TO BE DONE:
Return the records in full, exactly as given.

(Location labeling records)
— start —

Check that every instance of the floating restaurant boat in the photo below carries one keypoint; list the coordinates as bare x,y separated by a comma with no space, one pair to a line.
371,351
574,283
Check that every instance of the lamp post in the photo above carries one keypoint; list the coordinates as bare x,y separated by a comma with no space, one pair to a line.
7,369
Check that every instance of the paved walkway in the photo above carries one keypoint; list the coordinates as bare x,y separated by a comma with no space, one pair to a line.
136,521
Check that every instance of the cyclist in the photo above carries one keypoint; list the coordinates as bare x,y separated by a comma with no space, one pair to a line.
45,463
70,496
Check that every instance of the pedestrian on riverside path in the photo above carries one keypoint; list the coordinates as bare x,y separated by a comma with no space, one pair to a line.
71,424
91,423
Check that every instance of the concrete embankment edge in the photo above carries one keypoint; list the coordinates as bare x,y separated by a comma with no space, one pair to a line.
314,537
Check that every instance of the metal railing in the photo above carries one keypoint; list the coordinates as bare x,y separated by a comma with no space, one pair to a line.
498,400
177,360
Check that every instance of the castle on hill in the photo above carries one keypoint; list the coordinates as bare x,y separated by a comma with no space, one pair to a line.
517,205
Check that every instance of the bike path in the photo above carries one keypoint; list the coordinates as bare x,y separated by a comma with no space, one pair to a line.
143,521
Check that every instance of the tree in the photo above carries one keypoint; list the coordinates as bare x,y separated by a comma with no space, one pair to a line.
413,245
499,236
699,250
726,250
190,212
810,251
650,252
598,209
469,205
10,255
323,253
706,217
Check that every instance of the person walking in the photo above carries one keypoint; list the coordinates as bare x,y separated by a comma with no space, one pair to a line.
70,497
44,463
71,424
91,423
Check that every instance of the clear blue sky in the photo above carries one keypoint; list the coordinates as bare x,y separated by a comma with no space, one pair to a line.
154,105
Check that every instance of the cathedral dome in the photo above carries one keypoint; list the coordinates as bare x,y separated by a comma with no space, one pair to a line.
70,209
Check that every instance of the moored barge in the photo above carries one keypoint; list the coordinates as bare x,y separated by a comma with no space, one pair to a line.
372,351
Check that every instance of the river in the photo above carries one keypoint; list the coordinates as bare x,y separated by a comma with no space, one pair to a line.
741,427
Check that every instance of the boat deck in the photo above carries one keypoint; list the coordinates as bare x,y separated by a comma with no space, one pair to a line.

— end —

RIGHT ANSWER:
Check that every instance of the floating restaurant boat in the photo below carries one keypoint; list the coordinates as bare x,y separated by a comma with no space, one pair to a line.
371,351
574,283
Check that every instance of the lamp post in the photo above carries one keypoint; list the coordinates as bare x,y separated by a comma with no space, one pair to a line.
7,369
Check that every instance of the paved walkway in the photo above carries one keypoint; list the coordinates as bare x,y separated by a comma with no space, one pair to a line.
136,521
Check that every instance of the cyclist in the photo above carries one keypoint; list the coordinates as bare x,y separated by a comma with no space, one pair to a line.
45,463
70,496
Check that every instance of the pedestrian on riverside path in the photo above carries one keypoint; list the coordinates as bare x,y separated by a comma with no space, one pair to a line.
71,424
91,423
Check that every instance of the concrete embankment edge in the photo above carries one keypoint; list the coordinates as bare x,y separated by a comma with no space, one pair to a line.
314,537
Check that every instance of the metal railing in the photo above carries one keypoint; list the coordinates as bare x,y separated by a comma with no space, one pair to a line.
498,400
177,360
Check that every instance of the castle on hill in the photo above carries one keypoint; list the coordinates as bare x,y separated by a comma with no space, one pair to a line.
517,205
Check that every instance of the bike path in the photo above carries one keypoint; list the coordinates as bare x,y separated by a comma with no space, one pair to a line.
143,521
Check that every instance of the tree in the photo above carries one keypoint; list the coordinates as bare x,y separated by a comma with no space, one pair to a line.
413,245
499,236
699,250
726,250
190,212
810,251
650,252
598,209
469,205
10,255
323,253
706,217
Check that every instance of the person walking in the photo above carries one keypoint; list the coordinates as bare x,y separated by a comma with no space, one pair to a line.
70,497
44,463
71,424
91,423
Check that every instance of the clear blue sky in the photo above carries one keypoint; list the coordinates as bare x,y separated by a comma with no space, one pair to a line.
154,105
Check that every instance of the cathedral dome in the photo above carries one keypoint; list the coordinates as bare x,y separated by a comma with no space, one pair to a line.
70,209
Check that every instance of the moored barge in the photo above carries one keypoint; list the coordinates as bare x,y separated by a comma with no space, one pair to a line.
372,351
Check that every instance of the river in the photo above carries one keypoint; list the coordinates as bare x,y separated by a comma with no space, one pair to a line.
741,427
Check that every instance of the boat deck in the photo above carries one keypoint; list the coordinates as bare x,y separated by a comma with no space, one pair to a line.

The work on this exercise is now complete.